■ Your goal: Locate the line with "Note: for every instance of the weed" in the material. Copy that line and each one after it, through the last, exactly and with nothing else.

[Extracted data entries]
##############################

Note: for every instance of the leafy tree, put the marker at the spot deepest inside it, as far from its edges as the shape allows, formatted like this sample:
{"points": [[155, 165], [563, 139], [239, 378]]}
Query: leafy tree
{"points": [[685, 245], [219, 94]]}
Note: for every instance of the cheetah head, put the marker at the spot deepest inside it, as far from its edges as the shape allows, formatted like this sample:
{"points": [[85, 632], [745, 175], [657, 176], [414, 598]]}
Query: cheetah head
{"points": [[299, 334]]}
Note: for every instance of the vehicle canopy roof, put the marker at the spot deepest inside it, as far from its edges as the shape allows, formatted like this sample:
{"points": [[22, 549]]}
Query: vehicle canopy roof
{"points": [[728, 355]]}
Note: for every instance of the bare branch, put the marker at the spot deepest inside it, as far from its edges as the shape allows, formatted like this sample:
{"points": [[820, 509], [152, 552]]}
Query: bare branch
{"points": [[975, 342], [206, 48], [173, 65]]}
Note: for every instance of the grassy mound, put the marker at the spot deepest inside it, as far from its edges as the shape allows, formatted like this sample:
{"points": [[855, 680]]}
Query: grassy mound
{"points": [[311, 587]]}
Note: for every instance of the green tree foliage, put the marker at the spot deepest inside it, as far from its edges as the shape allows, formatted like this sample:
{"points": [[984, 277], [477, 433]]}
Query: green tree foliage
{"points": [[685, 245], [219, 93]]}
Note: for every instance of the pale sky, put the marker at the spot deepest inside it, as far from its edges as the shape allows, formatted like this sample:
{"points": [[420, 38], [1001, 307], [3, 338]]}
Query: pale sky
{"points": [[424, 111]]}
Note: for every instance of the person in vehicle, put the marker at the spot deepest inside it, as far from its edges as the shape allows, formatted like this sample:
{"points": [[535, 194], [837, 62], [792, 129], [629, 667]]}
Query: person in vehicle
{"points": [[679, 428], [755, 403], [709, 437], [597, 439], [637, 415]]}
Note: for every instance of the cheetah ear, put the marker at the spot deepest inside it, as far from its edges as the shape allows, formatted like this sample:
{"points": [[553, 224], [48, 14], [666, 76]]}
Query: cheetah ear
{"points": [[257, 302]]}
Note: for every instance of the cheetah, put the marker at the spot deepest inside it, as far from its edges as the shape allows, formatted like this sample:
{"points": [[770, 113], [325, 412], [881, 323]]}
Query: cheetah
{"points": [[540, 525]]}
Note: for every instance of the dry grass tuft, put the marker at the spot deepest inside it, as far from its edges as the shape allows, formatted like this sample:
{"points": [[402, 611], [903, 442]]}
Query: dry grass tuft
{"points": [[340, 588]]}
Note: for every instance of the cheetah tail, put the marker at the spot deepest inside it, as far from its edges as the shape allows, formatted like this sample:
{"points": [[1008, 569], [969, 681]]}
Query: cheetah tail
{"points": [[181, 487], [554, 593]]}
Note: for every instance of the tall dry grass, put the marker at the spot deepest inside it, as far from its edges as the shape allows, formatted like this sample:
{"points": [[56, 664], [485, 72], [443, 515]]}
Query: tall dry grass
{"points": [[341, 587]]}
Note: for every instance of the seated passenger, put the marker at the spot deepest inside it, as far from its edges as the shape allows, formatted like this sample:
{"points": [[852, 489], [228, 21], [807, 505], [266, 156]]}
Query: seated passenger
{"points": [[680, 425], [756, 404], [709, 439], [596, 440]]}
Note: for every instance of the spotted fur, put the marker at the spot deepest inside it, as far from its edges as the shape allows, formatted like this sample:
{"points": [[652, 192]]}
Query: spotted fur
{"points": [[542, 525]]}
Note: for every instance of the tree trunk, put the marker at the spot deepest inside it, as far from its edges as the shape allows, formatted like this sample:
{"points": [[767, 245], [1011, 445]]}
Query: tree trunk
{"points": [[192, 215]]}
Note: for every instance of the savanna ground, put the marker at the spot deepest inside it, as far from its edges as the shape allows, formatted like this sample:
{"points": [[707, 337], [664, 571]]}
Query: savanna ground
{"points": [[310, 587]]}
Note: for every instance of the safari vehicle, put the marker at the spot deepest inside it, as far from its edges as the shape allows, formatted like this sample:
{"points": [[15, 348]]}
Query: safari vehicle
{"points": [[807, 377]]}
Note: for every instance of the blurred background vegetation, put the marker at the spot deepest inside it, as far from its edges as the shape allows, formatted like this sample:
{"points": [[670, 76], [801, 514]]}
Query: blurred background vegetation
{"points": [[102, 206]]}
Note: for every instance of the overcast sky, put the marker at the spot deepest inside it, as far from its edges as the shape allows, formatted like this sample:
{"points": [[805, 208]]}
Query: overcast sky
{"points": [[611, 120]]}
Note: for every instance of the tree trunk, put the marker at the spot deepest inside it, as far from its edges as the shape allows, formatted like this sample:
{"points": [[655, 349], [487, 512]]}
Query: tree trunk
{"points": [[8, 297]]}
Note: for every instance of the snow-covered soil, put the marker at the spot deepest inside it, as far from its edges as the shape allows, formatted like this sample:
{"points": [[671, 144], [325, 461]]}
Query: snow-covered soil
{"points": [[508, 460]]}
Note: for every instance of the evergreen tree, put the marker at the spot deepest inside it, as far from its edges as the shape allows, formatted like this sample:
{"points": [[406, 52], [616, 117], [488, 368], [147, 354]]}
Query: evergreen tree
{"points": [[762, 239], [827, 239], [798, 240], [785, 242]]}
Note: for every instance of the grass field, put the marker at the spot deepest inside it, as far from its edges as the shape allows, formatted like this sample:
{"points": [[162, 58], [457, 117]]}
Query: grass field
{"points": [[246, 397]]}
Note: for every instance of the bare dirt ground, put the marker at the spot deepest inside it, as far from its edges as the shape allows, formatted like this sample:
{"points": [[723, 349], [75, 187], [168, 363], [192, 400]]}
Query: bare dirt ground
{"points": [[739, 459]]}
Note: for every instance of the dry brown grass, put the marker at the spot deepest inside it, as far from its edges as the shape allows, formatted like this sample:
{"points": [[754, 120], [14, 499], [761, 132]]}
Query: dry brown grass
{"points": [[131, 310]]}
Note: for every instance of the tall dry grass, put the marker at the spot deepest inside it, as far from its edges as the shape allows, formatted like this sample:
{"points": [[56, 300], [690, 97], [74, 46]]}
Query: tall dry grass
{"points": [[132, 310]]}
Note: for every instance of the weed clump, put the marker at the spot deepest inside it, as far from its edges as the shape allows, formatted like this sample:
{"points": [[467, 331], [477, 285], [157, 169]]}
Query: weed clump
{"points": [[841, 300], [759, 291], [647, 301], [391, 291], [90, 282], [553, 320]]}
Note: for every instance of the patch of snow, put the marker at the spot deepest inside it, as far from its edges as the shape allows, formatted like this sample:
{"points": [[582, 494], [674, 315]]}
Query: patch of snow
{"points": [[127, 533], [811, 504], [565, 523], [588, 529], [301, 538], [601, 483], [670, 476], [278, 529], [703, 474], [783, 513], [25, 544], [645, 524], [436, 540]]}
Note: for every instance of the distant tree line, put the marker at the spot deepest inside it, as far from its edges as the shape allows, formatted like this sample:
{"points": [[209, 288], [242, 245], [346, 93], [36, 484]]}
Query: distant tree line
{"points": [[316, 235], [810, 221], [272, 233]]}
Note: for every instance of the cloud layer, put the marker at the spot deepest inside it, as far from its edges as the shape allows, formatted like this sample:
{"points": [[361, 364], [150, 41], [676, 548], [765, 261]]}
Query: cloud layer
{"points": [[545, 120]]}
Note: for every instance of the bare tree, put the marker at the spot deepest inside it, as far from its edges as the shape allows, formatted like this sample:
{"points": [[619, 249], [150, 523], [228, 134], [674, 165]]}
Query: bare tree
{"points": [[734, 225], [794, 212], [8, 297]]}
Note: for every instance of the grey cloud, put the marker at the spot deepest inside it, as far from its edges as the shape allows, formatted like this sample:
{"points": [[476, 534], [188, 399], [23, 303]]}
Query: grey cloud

##############################

■ Reply:
Note: for every instance of the weed clump, put the marker at the spot deepest inside it, as far from its edges as the shape allows, formatted like this sample:
{"points": [[467, 331], [477, 285], [157, 169]]}
Query: weed clump
{"points": [[841, 300], [759, 291], [647, 301], [391, 291], [90, 282], [553, 320]]}
Note: for every instance of the patch of snow, put the marker at the spot deepest inside it, as far from its edges as the shape allows, formatted like this sample:
{"points": [[582, 494], [674, 315]]}
Query: patch of snow
{"points": [[127, 533], [811, 504], [565, 523], [588, 529], [301, 538], [601, 483], [670, 476], [278, 529], [703, 474], [783, 513], [25, 544], [645, 524], [436, 540]]}
Note: for every instance of the distant tree line, put the marker at the spot deepest inside it, as far from its edges as the shape allows, formatted like this sample:
{"points": [[209, 288], [242, 245], [346, 93], [36, 484]]}
Query: distant tree line
{"points": [[316, 235], [810, 221], [272, 233]]}
Note: for every instance of the cloud layer, put the marker at the spot deepest inside it, as far from its edges as the shape allows, formatted like this sample:
{"points": [[361, 364], [150, 41], [676, 548], [765, 261]]}
Query: cloud layer
{"points": [[545, 120]]}
Note: for every instance of the bare tree, put the marker at the spot deepest inside it, as far from its edges as the shape allows, formatted like this sample:
{"points": [[619, 249], [150, 523], [228, 134], [674, 165]]}
Query: bare tree
{"points": [[734, 225], [794, 212], [8, 297]]}
Note: for every instance of the grey cloud, put the marker at the spot deepest inside it, as far from its edges as the shape allows, formatted like this sample:
{"points": [[476, 534], [188, 399], [23, 303]]}
Query: grey cloud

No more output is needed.